== Materials provided
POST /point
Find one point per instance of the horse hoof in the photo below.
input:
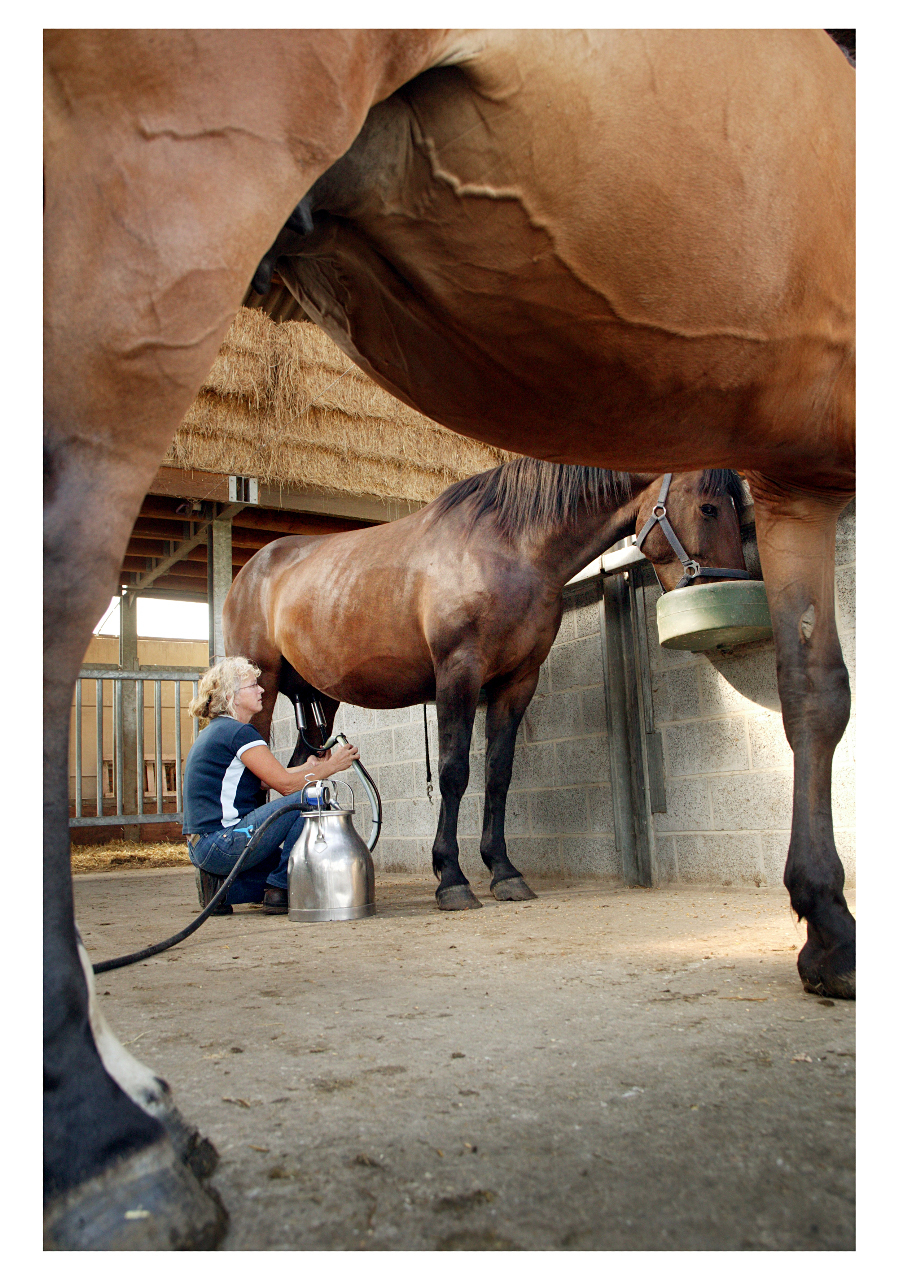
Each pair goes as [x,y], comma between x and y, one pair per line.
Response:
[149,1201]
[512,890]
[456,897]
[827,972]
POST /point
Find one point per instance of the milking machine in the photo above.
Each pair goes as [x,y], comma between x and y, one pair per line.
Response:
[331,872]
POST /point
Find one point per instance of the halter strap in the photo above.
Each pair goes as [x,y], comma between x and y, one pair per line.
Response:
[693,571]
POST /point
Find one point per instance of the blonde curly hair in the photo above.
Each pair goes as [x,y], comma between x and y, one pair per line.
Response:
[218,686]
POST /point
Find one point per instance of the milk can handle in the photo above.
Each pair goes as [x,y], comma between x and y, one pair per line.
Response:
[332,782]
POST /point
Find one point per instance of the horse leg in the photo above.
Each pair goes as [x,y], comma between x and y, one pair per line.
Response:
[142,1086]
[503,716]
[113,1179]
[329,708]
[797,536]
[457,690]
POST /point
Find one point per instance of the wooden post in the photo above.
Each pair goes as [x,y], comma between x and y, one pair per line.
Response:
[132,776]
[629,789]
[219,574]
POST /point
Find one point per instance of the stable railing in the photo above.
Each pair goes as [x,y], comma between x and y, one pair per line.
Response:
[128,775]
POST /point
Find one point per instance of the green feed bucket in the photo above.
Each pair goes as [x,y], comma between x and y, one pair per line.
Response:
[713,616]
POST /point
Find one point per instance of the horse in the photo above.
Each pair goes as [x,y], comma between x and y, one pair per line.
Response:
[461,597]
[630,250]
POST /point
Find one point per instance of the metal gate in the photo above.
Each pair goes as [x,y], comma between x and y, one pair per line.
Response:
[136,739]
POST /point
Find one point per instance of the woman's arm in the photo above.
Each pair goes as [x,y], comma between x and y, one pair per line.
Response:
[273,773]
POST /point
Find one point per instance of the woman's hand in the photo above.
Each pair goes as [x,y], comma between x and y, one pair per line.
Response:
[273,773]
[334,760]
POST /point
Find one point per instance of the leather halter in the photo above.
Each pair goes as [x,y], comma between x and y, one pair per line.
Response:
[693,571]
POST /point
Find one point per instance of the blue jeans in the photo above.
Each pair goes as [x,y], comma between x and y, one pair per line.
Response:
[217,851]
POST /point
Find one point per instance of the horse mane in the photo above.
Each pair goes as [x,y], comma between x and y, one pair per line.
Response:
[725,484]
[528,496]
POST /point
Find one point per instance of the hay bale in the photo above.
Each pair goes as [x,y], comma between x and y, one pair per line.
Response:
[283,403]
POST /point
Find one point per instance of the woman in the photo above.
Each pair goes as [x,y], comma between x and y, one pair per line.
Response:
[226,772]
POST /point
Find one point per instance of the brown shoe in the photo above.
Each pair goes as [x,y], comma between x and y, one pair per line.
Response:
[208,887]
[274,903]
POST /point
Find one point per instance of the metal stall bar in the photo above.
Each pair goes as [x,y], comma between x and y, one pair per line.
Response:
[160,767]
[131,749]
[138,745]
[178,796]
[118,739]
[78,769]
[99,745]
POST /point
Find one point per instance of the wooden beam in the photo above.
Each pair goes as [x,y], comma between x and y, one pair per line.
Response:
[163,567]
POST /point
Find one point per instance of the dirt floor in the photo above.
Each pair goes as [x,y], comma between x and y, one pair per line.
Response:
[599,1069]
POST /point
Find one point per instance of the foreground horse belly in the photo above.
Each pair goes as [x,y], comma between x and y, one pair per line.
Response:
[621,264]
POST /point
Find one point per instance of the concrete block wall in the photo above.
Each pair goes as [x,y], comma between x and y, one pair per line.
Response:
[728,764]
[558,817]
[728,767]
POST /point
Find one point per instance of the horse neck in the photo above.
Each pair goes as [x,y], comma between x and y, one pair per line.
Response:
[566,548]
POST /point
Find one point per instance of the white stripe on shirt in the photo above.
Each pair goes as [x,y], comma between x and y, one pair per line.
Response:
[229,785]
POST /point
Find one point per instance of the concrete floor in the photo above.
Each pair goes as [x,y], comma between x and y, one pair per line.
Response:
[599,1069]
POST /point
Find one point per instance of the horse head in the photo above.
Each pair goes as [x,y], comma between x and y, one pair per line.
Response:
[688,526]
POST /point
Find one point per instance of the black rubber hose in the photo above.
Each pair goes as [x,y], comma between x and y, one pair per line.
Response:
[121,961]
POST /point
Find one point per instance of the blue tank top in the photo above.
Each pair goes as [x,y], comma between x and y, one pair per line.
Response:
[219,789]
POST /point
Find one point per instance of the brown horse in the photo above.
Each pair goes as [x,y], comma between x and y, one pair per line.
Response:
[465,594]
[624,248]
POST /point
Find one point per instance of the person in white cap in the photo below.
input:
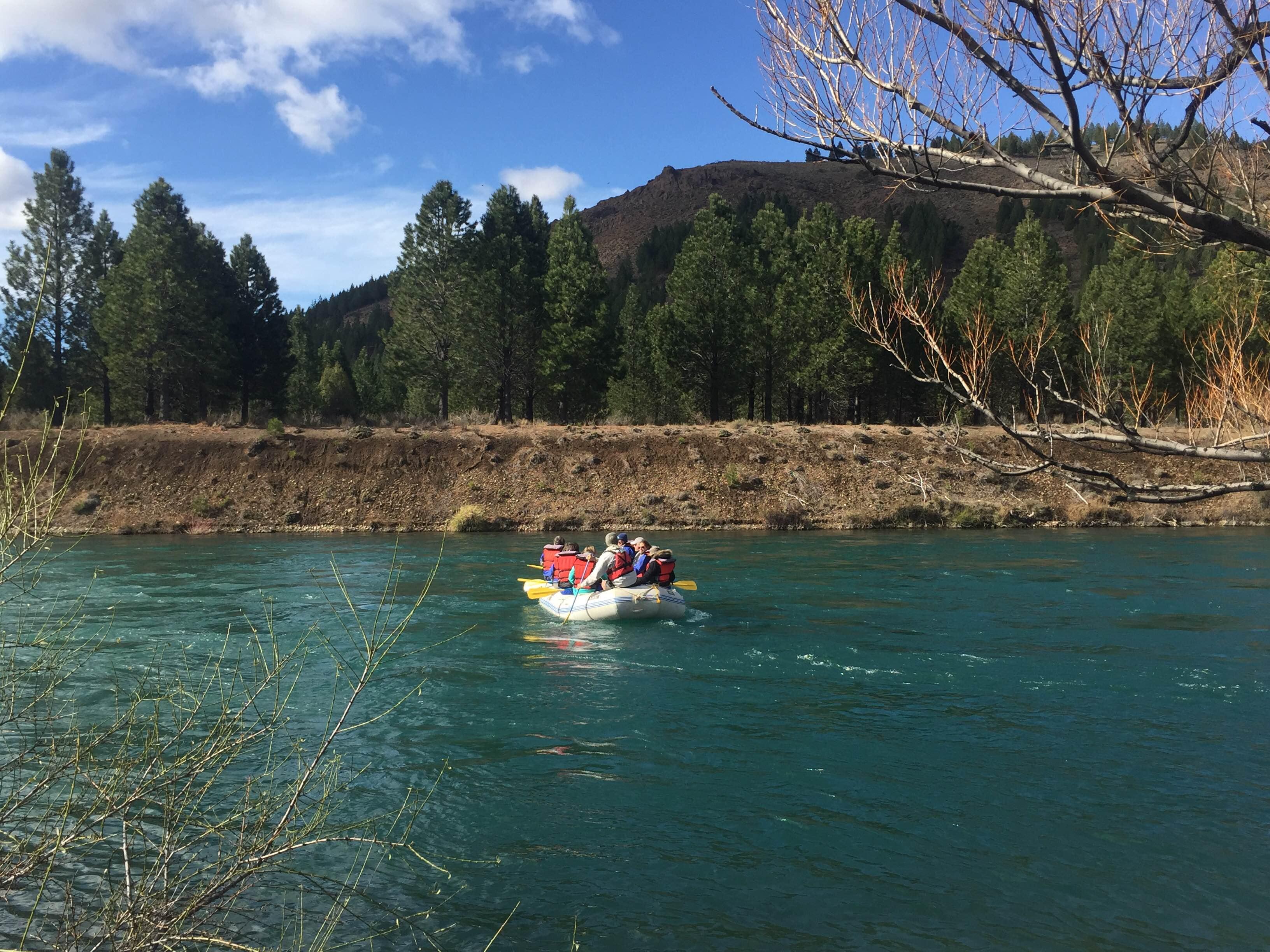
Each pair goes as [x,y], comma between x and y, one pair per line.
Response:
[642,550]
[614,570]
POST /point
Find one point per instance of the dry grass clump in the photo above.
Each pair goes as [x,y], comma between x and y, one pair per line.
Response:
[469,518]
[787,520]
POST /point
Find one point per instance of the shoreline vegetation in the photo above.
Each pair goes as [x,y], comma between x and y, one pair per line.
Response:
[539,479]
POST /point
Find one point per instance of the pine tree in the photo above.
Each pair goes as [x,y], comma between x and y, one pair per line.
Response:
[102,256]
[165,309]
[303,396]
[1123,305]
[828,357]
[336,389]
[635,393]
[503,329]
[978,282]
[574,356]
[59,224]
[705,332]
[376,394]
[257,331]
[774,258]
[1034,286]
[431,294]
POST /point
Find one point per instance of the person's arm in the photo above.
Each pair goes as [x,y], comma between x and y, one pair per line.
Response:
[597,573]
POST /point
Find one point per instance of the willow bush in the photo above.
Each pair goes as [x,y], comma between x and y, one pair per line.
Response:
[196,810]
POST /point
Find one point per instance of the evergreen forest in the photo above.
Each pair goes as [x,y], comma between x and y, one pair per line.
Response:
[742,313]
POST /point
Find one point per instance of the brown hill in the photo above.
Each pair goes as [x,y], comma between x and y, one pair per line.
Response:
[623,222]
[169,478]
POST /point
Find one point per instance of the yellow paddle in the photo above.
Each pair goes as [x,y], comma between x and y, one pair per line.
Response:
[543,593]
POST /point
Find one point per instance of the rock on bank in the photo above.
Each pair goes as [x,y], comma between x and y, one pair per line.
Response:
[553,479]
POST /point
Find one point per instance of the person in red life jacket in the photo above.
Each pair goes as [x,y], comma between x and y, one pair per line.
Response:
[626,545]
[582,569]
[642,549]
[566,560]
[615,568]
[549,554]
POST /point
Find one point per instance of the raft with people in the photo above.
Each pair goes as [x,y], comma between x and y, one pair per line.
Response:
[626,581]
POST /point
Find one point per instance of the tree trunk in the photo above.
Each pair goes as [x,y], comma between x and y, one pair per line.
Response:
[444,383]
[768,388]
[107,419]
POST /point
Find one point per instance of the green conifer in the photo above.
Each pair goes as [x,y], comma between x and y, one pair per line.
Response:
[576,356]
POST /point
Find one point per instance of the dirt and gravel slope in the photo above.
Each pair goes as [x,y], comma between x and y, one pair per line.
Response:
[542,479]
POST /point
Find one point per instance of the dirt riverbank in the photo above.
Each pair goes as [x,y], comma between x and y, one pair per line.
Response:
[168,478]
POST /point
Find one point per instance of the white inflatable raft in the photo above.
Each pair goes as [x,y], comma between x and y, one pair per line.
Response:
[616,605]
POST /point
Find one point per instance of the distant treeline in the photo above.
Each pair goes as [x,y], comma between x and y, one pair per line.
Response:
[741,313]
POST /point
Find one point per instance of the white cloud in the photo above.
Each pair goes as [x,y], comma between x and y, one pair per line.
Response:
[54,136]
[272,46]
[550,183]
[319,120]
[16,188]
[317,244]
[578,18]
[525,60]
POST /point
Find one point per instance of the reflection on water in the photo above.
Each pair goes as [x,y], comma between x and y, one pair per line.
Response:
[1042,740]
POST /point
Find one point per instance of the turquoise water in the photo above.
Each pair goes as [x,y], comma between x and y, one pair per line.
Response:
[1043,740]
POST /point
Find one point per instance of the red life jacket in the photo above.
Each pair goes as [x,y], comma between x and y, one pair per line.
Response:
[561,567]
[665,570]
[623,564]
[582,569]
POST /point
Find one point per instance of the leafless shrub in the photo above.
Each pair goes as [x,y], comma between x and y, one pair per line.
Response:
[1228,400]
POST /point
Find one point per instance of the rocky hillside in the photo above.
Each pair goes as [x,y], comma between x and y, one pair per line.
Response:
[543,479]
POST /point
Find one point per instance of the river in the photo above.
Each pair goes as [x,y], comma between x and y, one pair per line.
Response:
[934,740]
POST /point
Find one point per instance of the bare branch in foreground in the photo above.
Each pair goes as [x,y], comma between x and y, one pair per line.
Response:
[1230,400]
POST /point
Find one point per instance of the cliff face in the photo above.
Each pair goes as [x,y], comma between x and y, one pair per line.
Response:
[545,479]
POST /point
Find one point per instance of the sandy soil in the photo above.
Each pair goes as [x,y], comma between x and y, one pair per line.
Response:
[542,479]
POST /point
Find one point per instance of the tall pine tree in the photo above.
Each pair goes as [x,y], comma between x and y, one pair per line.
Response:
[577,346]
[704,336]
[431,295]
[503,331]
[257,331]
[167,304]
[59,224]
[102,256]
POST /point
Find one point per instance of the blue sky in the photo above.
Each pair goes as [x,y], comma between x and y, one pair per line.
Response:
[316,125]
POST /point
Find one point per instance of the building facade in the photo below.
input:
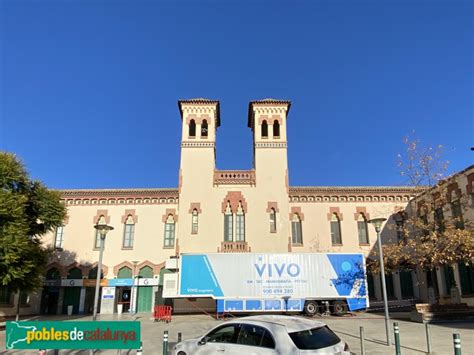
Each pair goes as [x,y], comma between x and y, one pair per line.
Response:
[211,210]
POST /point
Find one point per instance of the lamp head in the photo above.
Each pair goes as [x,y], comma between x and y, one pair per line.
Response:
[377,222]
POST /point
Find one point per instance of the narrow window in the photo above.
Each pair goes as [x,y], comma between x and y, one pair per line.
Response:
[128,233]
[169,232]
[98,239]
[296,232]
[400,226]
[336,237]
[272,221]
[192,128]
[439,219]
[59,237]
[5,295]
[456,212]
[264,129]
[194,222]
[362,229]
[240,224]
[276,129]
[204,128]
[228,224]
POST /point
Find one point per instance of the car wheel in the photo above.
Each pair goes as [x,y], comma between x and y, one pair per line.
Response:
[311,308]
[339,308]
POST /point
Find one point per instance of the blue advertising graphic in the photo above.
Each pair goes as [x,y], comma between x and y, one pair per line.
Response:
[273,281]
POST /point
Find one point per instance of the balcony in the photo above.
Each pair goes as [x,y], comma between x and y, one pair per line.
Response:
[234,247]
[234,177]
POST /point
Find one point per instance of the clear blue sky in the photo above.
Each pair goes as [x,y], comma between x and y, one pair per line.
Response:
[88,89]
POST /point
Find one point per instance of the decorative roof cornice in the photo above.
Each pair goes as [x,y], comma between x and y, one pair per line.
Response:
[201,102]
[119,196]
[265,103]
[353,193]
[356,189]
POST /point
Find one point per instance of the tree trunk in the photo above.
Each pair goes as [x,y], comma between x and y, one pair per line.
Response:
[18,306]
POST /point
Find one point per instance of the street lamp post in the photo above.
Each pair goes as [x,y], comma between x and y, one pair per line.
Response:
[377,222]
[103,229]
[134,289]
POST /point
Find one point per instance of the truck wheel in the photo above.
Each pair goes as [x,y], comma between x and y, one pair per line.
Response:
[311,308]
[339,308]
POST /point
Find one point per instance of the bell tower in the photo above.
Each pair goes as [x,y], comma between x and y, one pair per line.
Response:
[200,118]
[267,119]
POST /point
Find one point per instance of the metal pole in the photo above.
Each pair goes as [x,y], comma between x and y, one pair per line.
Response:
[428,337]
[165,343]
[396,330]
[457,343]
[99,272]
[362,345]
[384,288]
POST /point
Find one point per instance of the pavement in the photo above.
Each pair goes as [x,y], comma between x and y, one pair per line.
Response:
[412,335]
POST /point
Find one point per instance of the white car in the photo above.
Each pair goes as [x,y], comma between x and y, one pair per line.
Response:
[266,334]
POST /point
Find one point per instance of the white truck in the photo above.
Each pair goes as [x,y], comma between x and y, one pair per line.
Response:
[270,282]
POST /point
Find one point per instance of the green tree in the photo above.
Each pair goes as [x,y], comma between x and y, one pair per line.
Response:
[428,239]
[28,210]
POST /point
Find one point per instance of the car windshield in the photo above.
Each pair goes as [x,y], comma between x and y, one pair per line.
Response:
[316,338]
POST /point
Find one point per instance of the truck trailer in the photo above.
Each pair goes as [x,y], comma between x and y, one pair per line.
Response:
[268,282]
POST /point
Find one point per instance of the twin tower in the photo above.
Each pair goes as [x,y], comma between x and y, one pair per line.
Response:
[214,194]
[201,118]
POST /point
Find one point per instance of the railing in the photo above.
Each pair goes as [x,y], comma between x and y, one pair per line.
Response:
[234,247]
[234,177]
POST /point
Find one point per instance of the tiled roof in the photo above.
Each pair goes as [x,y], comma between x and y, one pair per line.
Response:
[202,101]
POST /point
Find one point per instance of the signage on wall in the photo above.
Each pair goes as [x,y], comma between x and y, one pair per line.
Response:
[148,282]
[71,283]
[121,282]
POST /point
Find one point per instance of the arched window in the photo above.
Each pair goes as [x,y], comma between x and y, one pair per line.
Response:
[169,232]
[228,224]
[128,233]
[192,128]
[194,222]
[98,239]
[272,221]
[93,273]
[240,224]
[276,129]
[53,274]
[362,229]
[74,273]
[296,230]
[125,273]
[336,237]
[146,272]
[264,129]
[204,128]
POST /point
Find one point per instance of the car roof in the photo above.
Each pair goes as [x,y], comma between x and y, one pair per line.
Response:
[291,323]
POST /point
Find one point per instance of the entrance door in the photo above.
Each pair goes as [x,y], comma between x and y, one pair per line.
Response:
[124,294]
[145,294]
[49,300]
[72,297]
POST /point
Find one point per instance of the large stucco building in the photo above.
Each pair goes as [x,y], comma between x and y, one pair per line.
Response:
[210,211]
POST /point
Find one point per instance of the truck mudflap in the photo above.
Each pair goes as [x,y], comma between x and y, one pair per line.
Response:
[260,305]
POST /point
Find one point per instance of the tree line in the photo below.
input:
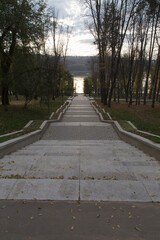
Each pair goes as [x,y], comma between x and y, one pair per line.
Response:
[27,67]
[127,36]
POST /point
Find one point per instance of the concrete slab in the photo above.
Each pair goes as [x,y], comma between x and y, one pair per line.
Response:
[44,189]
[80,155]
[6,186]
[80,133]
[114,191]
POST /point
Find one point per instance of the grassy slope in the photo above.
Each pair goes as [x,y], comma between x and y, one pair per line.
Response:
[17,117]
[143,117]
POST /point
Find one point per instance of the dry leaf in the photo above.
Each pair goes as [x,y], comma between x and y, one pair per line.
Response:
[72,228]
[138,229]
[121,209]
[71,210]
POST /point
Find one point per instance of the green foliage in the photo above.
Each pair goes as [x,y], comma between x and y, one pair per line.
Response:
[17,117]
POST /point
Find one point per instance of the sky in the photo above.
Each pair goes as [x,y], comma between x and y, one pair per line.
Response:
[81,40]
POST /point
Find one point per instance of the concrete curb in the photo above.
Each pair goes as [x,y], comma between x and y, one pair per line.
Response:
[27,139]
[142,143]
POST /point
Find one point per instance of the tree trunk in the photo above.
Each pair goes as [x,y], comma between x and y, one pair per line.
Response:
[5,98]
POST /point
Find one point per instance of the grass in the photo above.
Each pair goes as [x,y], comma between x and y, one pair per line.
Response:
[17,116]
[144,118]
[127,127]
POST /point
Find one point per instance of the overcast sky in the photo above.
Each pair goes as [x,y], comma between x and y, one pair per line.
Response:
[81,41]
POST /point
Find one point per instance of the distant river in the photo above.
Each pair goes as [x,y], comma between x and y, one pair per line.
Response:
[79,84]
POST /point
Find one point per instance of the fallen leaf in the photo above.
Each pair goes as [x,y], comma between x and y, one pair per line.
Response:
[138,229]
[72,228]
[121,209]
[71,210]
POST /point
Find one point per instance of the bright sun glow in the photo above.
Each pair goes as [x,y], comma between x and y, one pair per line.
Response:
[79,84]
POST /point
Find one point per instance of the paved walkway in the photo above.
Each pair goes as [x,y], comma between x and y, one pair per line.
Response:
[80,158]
====
**Description of the task**. Report every line of the listing above that contains the word "distant", copying each such line in full. Treat case as significant.

**Solution**.
Find one point per instance of the distant treeline in the photo above.
Find one point per instance of the distant river in the photo above.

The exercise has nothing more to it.